* _WORK ITEM A_
Answer these questions from the article on the SELECT program below:
(i) How many first-year students will join the program in August?
(ii) How many extra hours a week do the program's discussions and self-reflection take?
(iii) What does the name SELECT stand for?
* _WORK ITEM B_
Return the part of the SELECT article that runs from "By MARY SHEDDEN" down to "students this fall.", copied word for word.
* _WORK ITEM C_
List every person mentioned by name in the article on the SELECT program below.

* _PASSAGE_
[Start of Attachment]
Medical students examine business side

By MARY SHEDDEN | The Tampa Tribune Published: June 18, 2012 Updated: June 18, 2012 - 7:00 AM

A University of South Florida medical school program highlighting leadership, empathy and business wherewithal will nearly triple its number of students this fall.

In August, 48 first-year Morsani College of Medicine students will join the 18 original participants in SELECT. The program targets students with strong self-awareness and self-management skills, as well as those showing an enhanced empathy toward patients and community.

A warning for new students: The five extra hours a week of discussions and self-reflection about communication, healthcare systems and management are intense, said first-year SELECT veteran Chris Pothering.

But these opportunities to meet with healthcare executives and other leaders make the commitment worth it, he said.

"It's almost like you forget you're in medical school when you sit down and have these interactions with people who are professionals in communication or in leadership," said Pothering, 28.

SELECT, or Scholarly Excellence, Leadership Experiences and Collaborative Training, has been brewing within the college for years. Positive feedback from the inaugural group of students and faculty mentors led to its sudden growth, said Alicia Monroe, the college's vice dean for educational affairs.
[End of Attachment]
* _EXTRACTED INFORMATION_
[Start of Attachment]
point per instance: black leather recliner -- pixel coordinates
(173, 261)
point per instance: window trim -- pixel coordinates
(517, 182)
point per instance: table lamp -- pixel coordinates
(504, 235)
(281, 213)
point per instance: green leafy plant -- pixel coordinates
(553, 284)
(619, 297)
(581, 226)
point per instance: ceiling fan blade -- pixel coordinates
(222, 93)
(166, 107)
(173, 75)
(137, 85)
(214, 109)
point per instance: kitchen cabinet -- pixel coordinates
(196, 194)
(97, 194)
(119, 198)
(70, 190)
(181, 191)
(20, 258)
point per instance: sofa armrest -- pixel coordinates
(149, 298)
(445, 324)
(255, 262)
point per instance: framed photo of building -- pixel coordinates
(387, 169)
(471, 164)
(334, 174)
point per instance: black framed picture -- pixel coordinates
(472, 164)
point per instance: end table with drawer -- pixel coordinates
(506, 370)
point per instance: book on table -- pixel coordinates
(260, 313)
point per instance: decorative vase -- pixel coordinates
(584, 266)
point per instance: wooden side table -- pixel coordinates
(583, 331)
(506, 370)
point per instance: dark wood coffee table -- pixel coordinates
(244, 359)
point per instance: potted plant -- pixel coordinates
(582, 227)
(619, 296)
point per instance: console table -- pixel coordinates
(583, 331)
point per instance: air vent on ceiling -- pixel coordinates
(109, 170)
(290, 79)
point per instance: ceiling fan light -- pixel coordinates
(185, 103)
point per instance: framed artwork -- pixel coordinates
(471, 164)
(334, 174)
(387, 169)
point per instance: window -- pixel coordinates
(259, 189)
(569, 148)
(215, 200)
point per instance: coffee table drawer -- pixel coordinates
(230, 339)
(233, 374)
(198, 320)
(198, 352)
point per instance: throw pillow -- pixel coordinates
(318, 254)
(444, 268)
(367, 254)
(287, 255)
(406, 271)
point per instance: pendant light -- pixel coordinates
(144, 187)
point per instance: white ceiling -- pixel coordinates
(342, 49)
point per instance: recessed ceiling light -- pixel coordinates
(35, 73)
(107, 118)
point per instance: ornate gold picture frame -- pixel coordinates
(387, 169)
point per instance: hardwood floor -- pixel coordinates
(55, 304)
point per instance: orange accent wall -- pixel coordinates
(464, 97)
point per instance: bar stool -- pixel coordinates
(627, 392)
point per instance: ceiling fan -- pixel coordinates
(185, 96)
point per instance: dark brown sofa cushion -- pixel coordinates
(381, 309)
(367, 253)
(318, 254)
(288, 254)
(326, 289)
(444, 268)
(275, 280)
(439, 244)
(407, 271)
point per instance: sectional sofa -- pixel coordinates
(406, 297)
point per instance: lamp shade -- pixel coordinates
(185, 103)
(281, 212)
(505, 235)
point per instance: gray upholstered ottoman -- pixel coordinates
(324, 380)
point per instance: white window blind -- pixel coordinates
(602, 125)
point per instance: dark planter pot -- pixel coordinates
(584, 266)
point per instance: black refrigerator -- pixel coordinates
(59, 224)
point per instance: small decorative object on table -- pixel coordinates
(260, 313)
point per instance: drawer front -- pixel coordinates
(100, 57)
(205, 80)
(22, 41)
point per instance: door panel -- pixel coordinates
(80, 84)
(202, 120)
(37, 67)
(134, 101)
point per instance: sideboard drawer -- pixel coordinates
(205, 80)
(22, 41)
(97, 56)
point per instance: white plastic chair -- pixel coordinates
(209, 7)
[End of Attachment]
[Start of Attachment]
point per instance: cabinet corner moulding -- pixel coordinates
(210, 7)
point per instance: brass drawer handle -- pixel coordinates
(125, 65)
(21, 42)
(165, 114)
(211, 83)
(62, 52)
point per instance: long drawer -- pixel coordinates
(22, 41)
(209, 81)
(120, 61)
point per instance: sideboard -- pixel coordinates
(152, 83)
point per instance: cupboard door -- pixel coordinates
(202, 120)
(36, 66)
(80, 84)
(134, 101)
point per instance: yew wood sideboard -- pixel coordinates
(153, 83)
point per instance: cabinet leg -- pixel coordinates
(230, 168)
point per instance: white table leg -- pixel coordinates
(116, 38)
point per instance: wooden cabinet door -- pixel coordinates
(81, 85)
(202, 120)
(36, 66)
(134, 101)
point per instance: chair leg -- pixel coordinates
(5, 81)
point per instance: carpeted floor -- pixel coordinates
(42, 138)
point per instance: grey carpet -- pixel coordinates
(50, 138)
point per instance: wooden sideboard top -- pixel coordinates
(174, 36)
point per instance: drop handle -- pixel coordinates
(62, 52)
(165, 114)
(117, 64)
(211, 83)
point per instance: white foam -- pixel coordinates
[End of Attachment]
* _TASK OUTPUT A_
(i) 48
(ii) Five
(iii) Scholarly Excellence, Leadership Experiences and Collaborative Training

* _TASK OUTPUT B_
By MARY SHEDDEN | The Tampa Tribune Published: June 18, 2012 Updated: June 18, 2012 - 7:00 AM

A University of South Florida medical school program highlighting leadership, empathy and business wherewithal will nearly triple its number of students this fall.

* _TASK OUTPUT C_
Mary Shedden
Chris Pothering
Alicia Monroe